TASK BRIEF = Continue the article on using AI coding assistants responsibly, picking up after its final sentence.

TEXT SEGMENT =
╭──

Treat Your AI Assistant Like an Overconfident Junior Developer

As AI coding assistants level up from autocomplete to autonomous, the real challenge isn’t what they can do - it’s how we use them wisely.

From finishing your sentences in emails to finishing entire blocks of code, AI has come a long way. It’s like having a hyper-eager junior developer on your team – fast, capable, and sometimes overconfident.

But speed isn’t everything. These tools still need guidance, context, and careful oversight.

In this article, Birgitta Böckeler (Distinguished Engineer, Thoughtworks) shares practical strategies for using AI responsibly, helping developers harness its power without sacrificing quality or maintainability.

Clean code makes AI shine

In their early days, tools like GitHub Copilot mostly acted as advanced autocomplete assistants, predicting the next few lines of code. Today, AI has leveled up to agents that can tackle multi-step tasks – refactoring files, running tests, or even updating entire repositories.

AI agents can now fix failing tests, optimize dependencies, and even propose small architecture tweaks. Still, as Birgitta points out, these time-saving powers come with their own set of headaches:

Developers now need to give clearer context, define their goals more precisely, and double-check AI outputs with extra care.

Because these systems lack persistent memory, developers keep session notes or hand-offs to track project state. Birgitta Böckeler notes that AI assistants work best in modular, well-structured codebases where context and dependencies are clear.

In contrast, legacy or entangled systems often cause the AI to misinterpret relationships or overlook hidden dependencies. As a result, productivity improvements depend heavily on the specific context in which they are implemented.

Claims of 80% faster development rarely hold. AI speeds up small tasks, but big architecture, integrations, and testing still need human expertise.

AI can produce code fast, but it needs human oversight

Böckeler also addressed the growing gap between the hype surrounding AI and what it can actually do.

Many online demonstrations show AI building games or applications in mere minutes, but these impressive-looking outputs often exaggerate reality. In most cases, they produce only basic scaffolding or boilerplate code rather than fully functional, production-ready solutions, reminding developers that human oversight and refinement are still essential.

The quality of AI-generated code still depends on professional oversight, since trade-offs, compatibility concerns, and maintainability are inherently contextual and beyond the AI’s current reasoning capacity.

╰──

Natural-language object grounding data
╭──

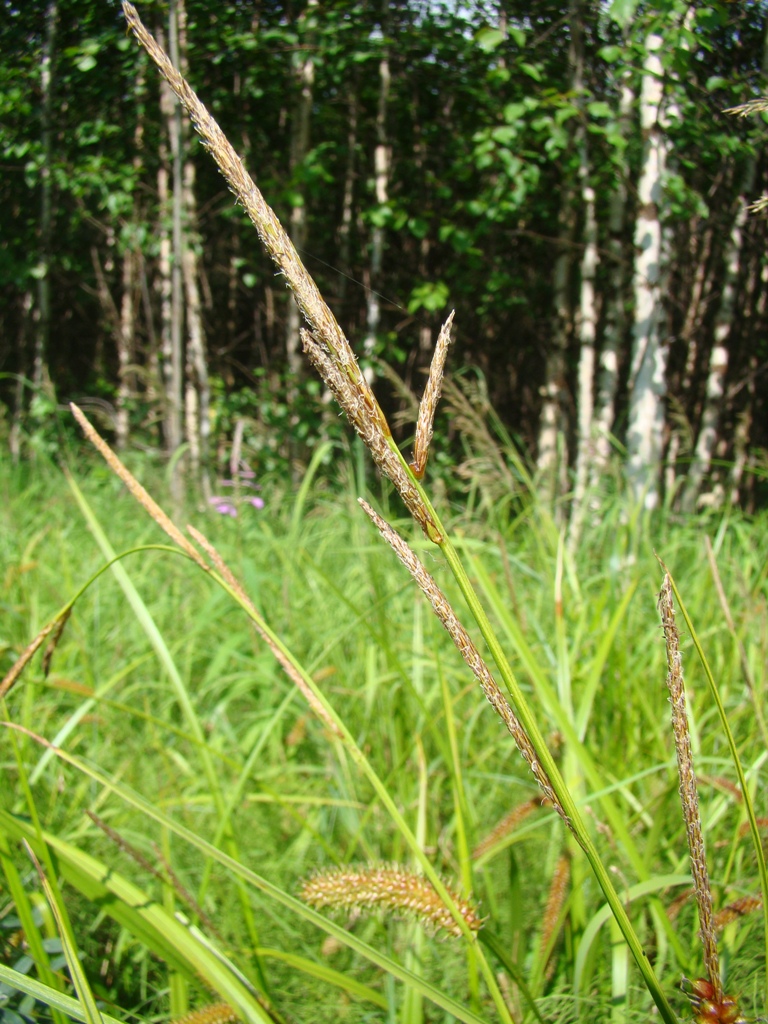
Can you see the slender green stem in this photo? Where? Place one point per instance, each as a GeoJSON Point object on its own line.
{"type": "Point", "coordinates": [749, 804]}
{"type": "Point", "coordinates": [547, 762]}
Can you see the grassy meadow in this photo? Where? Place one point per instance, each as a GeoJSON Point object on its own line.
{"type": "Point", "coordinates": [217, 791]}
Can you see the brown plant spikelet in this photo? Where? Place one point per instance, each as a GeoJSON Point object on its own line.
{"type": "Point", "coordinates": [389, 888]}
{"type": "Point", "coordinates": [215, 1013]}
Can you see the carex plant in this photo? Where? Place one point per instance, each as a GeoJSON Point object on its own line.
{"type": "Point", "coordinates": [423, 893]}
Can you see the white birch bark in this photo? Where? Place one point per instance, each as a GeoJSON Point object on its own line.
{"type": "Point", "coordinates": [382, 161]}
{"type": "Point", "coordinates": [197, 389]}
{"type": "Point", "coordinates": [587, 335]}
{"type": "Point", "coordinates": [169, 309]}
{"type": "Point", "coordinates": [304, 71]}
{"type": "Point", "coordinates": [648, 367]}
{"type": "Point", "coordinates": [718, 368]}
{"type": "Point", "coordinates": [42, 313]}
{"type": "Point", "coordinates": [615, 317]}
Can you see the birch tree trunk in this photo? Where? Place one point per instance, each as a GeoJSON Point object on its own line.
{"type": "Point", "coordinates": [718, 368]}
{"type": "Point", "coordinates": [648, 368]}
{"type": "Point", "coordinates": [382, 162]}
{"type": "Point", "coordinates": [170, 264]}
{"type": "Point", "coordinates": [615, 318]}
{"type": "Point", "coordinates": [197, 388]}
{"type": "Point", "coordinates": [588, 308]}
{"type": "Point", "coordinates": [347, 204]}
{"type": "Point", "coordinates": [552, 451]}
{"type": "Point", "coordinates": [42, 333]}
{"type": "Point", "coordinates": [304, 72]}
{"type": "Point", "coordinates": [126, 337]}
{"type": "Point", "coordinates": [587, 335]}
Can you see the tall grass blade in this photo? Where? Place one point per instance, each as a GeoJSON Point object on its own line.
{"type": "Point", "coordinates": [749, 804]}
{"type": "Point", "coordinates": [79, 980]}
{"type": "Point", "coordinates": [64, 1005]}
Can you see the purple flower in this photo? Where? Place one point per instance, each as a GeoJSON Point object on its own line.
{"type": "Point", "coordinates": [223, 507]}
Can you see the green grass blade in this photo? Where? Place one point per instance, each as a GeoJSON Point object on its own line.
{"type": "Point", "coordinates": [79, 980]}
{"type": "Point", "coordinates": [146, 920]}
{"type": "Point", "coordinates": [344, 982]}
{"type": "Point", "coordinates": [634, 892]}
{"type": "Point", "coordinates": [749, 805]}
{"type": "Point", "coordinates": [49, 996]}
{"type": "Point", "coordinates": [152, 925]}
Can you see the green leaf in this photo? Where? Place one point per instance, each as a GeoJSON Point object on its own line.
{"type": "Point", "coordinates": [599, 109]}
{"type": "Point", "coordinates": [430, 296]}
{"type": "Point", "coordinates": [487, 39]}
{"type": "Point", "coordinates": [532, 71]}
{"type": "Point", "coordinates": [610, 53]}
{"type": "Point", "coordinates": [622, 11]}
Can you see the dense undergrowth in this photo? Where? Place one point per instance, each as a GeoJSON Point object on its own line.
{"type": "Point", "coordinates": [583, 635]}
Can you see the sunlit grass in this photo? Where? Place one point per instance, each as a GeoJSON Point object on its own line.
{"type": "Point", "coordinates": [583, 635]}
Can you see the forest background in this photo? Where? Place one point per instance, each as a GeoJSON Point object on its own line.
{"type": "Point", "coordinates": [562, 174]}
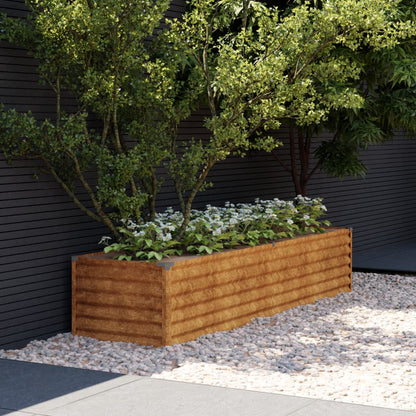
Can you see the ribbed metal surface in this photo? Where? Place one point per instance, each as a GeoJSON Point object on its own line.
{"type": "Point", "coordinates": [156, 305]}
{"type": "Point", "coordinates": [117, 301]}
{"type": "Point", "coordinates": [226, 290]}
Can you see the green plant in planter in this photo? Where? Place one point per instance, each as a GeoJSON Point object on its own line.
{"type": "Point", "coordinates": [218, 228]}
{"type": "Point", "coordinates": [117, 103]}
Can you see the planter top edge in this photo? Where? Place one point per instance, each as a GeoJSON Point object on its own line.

╰──
╭──

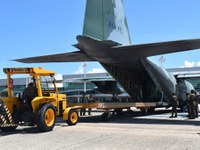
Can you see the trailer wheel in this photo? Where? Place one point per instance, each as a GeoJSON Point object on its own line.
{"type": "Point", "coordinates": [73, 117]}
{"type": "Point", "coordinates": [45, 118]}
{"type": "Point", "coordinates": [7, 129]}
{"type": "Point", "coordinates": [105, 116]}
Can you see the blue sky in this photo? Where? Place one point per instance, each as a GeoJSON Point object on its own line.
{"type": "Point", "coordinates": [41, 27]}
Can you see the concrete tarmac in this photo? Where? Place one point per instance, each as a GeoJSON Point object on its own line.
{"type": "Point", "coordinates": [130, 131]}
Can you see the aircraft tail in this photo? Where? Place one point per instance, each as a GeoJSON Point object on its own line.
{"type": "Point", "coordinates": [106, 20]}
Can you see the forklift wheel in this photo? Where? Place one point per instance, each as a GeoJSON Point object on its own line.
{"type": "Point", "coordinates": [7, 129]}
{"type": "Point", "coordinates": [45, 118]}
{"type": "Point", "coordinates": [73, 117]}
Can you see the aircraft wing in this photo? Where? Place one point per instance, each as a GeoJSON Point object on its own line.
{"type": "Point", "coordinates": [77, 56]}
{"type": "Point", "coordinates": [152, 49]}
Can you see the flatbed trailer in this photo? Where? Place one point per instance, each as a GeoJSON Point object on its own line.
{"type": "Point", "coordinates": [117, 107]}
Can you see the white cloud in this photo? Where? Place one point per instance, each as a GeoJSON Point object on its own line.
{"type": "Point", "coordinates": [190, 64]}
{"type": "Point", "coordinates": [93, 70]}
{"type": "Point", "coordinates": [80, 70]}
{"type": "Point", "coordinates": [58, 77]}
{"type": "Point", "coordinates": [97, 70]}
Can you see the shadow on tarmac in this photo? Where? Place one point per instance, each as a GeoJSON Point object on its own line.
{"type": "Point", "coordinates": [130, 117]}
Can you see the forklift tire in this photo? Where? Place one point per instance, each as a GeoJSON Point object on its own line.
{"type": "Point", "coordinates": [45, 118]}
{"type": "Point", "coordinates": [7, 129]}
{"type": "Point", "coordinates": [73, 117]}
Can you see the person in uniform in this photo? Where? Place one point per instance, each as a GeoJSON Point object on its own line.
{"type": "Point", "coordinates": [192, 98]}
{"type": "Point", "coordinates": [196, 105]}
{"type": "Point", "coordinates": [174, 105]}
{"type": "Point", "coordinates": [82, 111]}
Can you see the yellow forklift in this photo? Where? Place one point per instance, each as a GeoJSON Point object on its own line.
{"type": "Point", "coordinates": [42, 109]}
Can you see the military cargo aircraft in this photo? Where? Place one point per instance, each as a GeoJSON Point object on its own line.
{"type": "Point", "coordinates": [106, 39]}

╰──

RESULT OF THIS TASK =
For example, an AI might correctly adjust a memory limit when a process fails, but it can miss deeper dependency conflicts. It may also merge methods incorrectly if compatibility rules are unclear or generate rigid test cases that complicate debugging instead of simplifying it.

Don’t blindly trust AI-generated code

To help developers navigate these realities, Böckeler proposed a useful mental model:

AI assistants should be treated like junior developers. They are fast, capable, and eager to help, but they can also be overconfident and prone to mistakes.

Understanding their limits is key; like mentoring a new team member, trust must be conditional and context-dependent. Blindly accepting AI-generated code can lead to subtle bugs and long-term maintainability issues.

The hidden pitfalls of AI-generated code

Drawing from her own experience, Böckeler emphasized several recurring pitfalls:

Superficial fixes: AI often suggests quick solutions that don’t address deeper architectural problems.
Problematic test cases: Generated tests can be too brittle or too vague, sometimes requiring as much debugging as the original code.
Reinforcing poor design: In messy or poorly structured systems, AI may perpetuate suboptimal design choices, increasing future maintenance costs.
Increased code churn: Studies show more rework is needed on AI-generated commits, often within weeks.
Unexpected debugging effort: Developers frequently spend more time fixing AI outputs than initially anticipated, highlighting the need for careful oversight and management.

This is why Böckeler recommends a proactive, disciplined approach: AI-generated code should never be accepted at face value but reviewed and thoroughly tested. Checkpoints and version control help roll back unwanted changes, and breaking complex tasks into smaller steps improves AI accuracy.

At the team level, quality control should remain a shared responsibility – automated tests and pull requests aren’t enough.

Monitoring quality metrics and integrating AI gradually helps prevent long-term risks to maintainability and security. Above all, expectations must remain realistic: AI cannot guarantee fixed productivity gains or eliminate the need for experienced developers.

The key lies in responsible use

In closing, Böckeler said that AI coding tools have become a permanent fixture in software development. They are robust, adaptable, and increasingly embedded in professional workflows, but their actual value depends on how responsibly they are used.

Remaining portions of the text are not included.